▸ DATA EXCERPTS

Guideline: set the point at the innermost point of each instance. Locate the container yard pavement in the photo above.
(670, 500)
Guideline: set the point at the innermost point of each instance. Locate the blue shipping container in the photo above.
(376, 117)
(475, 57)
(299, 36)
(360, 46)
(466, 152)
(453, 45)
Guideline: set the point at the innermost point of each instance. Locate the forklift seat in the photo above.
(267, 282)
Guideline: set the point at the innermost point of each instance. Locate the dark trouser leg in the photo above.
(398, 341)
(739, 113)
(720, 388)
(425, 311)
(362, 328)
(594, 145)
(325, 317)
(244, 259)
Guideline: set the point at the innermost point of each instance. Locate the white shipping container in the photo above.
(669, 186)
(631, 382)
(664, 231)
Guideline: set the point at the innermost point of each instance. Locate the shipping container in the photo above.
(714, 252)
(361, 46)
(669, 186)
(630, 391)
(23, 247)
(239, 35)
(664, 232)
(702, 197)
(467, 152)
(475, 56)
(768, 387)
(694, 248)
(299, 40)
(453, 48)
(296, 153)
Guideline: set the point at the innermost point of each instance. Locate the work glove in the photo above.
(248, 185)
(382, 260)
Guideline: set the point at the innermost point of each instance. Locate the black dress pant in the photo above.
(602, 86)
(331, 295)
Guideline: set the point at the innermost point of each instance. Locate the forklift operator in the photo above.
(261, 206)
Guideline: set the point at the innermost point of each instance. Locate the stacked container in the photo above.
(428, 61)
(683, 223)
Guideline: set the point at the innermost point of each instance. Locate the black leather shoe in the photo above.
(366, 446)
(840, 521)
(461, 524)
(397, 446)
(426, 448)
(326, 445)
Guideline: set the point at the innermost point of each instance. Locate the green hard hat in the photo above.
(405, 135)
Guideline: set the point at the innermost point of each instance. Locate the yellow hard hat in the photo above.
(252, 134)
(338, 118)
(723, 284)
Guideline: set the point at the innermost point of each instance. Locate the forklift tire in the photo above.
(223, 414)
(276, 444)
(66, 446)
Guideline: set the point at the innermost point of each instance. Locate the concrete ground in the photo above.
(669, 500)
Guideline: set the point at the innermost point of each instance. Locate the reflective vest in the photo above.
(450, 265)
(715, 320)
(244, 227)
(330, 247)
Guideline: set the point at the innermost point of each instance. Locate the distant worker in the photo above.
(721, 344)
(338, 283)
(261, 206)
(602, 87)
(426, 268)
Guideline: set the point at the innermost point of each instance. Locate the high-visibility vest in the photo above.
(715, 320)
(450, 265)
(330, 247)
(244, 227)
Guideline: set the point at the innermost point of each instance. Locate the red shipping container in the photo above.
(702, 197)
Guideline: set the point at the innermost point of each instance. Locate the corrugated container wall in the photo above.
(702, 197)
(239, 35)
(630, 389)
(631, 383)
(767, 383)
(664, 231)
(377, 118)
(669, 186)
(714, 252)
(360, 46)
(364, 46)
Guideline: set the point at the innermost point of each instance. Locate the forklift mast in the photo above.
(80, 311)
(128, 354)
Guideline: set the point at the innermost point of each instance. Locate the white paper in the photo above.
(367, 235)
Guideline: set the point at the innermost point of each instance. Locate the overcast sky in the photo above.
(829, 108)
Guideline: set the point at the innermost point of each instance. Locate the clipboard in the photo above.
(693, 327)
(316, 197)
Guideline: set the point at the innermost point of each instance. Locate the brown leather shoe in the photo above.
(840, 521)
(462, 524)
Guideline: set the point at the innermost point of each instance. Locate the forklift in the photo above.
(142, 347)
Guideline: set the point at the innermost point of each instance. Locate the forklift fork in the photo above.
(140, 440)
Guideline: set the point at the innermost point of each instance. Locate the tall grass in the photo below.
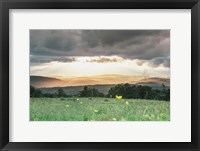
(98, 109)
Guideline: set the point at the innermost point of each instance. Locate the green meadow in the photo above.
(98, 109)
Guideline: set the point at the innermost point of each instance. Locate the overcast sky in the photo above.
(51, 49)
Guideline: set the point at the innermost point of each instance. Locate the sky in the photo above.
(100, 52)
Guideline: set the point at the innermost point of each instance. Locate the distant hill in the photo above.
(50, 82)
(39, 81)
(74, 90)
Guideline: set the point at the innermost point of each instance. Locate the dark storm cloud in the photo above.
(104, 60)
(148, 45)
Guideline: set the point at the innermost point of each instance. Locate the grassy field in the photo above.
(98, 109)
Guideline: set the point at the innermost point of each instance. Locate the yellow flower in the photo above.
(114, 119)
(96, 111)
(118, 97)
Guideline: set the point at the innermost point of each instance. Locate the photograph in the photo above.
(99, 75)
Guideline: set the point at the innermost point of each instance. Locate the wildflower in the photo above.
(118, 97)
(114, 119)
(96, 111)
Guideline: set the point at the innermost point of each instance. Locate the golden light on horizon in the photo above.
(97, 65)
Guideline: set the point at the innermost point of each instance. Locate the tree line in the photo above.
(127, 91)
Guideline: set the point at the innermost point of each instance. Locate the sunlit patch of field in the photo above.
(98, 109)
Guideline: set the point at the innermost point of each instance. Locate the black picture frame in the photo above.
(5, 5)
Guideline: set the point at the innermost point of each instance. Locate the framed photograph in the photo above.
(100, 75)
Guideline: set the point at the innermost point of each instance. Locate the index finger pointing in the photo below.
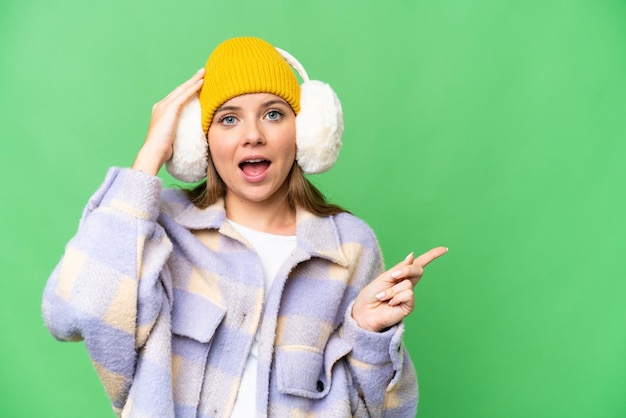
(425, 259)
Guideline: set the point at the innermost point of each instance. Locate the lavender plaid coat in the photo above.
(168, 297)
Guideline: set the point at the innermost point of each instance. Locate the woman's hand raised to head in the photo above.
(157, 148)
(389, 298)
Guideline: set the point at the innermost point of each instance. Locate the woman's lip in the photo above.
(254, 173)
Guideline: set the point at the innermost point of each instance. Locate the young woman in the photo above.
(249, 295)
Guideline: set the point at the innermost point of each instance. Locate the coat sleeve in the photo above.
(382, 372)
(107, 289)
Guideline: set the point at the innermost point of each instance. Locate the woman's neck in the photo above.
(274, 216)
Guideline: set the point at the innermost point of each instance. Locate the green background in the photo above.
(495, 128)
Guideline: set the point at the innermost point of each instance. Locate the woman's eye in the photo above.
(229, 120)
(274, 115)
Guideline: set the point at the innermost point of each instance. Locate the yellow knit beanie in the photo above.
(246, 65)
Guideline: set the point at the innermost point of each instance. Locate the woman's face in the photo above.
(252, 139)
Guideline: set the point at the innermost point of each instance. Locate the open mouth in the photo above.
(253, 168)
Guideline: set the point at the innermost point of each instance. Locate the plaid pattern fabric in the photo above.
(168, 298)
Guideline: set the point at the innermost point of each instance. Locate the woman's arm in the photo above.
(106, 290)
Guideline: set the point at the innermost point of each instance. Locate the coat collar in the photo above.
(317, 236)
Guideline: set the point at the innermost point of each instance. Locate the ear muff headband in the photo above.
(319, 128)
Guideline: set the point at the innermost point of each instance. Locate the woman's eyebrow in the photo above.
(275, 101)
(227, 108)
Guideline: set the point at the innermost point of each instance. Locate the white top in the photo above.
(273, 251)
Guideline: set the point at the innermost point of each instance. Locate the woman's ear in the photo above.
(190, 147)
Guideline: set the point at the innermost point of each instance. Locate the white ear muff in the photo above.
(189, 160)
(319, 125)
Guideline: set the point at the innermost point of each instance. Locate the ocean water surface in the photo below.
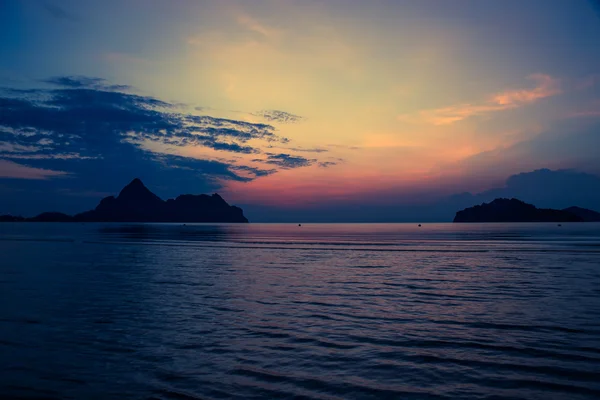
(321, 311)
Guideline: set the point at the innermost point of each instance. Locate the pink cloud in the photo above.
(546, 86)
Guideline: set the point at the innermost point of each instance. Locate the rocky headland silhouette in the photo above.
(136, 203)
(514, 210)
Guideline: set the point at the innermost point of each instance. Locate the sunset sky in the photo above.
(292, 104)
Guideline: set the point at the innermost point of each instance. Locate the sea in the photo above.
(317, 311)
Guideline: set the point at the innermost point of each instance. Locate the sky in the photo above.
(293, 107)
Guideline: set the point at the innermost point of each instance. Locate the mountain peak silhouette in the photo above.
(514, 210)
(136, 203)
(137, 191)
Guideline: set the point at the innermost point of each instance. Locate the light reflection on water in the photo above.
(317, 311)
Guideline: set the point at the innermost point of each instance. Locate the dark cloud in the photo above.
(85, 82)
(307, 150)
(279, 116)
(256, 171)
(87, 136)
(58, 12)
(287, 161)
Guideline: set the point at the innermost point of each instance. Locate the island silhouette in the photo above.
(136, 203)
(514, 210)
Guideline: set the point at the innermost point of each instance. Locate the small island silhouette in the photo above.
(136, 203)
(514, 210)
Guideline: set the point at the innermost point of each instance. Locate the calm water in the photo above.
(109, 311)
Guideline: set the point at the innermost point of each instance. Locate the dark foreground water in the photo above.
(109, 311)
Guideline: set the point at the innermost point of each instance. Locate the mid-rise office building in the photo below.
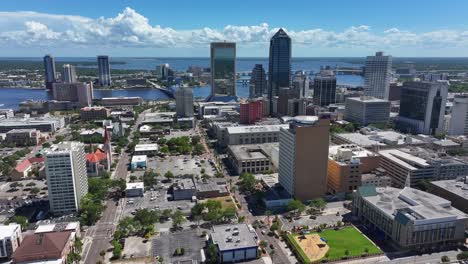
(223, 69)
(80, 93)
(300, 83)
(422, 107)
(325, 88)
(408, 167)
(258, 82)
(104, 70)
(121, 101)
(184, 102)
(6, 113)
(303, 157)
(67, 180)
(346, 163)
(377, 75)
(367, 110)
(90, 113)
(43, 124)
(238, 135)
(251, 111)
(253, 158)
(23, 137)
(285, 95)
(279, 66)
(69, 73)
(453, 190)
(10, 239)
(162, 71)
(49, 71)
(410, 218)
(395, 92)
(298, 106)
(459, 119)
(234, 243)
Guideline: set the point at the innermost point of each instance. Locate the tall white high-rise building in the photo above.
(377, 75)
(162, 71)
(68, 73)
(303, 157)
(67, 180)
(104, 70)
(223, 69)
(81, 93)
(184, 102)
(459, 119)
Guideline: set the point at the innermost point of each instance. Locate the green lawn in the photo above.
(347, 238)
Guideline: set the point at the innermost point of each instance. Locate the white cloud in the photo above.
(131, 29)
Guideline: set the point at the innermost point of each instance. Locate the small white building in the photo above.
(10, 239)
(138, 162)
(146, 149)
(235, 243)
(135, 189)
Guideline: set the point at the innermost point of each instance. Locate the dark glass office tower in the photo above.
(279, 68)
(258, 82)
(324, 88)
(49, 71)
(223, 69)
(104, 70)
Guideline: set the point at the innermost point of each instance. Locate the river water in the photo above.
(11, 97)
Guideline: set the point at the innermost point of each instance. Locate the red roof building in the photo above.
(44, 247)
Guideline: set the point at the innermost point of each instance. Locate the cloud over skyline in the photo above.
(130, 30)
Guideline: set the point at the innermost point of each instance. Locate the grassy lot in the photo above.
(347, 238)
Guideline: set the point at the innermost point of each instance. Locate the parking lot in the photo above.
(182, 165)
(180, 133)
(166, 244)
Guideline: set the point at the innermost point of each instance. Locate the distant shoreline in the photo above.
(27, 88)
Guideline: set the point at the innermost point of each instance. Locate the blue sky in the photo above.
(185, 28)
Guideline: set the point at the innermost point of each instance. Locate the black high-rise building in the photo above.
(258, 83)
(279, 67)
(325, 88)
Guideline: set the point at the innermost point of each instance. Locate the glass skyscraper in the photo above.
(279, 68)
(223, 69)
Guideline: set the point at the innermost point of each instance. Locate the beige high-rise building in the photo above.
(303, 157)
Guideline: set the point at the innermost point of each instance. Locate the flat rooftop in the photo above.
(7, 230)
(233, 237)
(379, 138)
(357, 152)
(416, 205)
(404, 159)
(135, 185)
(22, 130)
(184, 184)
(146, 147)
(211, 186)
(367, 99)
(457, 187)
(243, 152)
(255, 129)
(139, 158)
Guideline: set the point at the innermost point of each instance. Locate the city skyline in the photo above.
--
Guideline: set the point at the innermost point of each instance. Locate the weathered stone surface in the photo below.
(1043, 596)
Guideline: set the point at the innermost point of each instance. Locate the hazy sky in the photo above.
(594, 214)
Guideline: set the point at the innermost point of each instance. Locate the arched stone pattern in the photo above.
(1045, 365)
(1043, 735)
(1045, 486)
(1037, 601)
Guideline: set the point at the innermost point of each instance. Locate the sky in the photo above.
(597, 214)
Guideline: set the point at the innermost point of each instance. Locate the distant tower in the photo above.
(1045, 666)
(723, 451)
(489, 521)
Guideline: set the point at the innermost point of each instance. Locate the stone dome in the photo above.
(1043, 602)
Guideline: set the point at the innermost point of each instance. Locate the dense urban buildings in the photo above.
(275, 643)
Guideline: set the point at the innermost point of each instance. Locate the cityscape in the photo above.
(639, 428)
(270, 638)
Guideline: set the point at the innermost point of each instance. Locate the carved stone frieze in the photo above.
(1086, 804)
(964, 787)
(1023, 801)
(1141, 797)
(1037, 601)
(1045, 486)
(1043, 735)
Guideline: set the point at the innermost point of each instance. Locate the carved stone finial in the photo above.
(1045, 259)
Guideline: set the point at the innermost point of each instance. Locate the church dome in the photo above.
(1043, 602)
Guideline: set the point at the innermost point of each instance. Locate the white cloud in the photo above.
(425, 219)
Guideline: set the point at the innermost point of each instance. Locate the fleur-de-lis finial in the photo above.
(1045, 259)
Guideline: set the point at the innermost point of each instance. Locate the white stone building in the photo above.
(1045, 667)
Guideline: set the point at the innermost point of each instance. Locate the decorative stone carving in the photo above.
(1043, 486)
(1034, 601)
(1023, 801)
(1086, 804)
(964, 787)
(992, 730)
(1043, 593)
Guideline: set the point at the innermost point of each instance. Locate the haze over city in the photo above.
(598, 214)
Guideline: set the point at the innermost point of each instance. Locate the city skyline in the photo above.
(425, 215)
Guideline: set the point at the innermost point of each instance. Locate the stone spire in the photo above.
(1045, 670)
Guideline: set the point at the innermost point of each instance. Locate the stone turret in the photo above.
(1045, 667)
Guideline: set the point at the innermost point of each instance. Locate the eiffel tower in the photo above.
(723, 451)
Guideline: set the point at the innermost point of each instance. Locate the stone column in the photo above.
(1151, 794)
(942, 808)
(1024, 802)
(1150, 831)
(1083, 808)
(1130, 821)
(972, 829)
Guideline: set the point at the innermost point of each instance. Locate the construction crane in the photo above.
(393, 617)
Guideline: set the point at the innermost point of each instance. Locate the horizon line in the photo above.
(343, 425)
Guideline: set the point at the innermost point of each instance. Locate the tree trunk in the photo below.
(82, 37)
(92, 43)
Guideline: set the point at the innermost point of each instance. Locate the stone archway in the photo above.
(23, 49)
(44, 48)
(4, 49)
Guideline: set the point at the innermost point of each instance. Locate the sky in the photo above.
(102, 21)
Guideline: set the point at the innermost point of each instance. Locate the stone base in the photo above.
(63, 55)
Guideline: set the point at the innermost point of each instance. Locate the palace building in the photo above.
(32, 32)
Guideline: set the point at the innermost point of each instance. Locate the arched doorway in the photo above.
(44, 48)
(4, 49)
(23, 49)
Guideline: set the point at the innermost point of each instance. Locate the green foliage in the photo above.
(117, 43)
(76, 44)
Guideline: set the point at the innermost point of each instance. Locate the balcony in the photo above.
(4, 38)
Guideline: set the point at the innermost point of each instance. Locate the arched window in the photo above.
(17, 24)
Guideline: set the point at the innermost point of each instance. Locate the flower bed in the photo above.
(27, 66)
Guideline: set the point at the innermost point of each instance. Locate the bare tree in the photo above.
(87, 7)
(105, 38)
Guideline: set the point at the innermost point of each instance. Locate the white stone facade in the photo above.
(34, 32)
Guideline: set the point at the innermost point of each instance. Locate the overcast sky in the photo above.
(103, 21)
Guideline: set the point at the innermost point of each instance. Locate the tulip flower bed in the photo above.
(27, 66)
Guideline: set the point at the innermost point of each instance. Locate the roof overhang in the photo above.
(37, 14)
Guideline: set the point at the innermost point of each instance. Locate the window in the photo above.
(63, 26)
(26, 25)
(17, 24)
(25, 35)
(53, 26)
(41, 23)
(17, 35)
==
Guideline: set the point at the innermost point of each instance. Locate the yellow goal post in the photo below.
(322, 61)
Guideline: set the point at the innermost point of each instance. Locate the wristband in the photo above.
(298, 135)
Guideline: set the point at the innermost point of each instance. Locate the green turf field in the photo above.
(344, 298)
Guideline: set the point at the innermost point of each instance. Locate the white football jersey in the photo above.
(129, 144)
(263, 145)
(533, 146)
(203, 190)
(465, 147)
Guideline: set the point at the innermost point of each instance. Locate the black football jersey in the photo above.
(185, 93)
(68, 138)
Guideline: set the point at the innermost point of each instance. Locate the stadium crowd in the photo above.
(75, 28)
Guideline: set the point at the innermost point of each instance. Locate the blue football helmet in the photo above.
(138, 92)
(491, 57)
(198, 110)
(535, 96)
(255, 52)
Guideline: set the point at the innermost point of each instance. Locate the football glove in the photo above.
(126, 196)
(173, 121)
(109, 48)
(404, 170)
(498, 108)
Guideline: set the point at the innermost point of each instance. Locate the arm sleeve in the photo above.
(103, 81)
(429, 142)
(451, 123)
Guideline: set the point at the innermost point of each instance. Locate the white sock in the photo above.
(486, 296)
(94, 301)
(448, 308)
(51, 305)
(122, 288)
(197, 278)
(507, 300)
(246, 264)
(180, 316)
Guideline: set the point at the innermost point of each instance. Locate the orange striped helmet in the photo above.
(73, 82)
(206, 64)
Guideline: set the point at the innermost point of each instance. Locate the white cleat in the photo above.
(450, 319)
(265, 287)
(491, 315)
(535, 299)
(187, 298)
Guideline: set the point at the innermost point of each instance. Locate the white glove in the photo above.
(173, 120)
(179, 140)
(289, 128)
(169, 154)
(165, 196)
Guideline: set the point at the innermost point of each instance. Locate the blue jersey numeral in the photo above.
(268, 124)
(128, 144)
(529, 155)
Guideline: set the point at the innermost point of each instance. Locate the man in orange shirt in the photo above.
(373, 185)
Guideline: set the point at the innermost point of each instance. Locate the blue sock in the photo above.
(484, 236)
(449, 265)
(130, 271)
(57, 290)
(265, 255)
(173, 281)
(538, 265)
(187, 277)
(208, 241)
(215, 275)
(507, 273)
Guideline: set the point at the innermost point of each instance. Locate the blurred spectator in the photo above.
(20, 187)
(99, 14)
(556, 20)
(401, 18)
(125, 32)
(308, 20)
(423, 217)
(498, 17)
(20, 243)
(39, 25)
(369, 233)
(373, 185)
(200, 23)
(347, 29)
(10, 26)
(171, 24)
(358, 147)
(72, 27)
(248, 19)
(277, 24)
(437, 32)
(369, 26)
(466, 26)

▸ PROMPT
Find every line in the records that contains the word "water", matching case, and copy each of those lines in full.

▸ ANSWER TO THIS TASK
Guideline: set the point at the innermost point of each instance. Locate the ocean water surface in the photo below.
Guideline: set the point at the innermost point of each instance. Locate the light reflection on water in the photo above.
Guideline: set the point at the innermost point of each instance. Locate the calm water in the photo above.
Guideline: set the point at the innermost point of each instance. Locate the dark foreground water in the photo above.
Guideline: set the point at the innermost point of each instance. Locate the river water in the photo above.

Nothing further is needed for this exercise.